-- WHAT THE TASK REQUIRES --
Please gather every line in the items below that contains the word "negative", and copy each one in full. Case counts.

-- EXTRACTED INFORMATION --
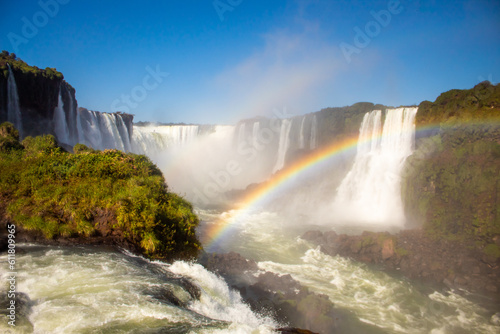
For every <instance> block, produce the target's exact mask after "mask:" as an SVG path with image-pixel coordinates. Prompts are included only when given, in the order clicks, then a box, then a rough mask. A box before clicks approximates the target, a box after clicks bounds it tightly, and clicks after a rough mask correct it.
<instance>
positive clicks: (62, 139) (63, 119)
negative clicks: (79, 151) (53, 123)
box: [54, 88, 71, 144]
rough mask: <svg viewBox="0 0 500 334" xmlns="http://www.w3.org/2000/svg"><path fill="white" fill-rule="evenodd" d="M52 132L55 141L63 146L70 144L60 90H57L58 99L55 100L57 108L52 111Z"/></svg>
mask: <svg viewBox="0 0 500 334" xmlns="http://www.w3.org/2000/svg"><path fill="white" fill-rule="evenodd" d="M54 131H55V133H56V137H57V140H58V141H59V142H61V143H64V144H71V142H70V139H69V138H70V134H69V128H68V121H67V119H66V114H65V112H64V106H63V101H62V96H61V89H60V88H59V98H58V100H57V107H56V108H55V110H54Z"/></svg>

---

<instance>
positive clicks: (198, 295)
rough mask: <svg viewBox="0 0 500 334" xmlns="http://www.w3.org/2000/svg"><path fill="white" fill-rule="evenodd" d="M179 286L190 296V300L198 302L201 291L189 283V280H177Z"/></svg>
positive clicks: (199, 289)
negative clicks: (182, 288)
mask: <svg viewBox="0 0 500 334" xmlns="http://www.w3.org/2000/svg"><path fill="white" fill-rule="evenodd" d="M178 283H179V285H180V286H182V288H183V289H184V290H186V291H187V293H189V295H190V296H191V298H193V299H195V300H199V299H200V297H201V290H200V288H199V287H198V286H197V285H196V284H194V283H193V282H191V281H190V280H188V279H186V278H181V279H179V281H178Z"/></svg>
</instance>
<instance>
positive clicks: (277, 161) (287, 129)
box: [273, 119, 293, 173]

-- YOUR SOLUTION --
negative clicks: (79, 151) (53, 123)
negative clicks: (182, 288)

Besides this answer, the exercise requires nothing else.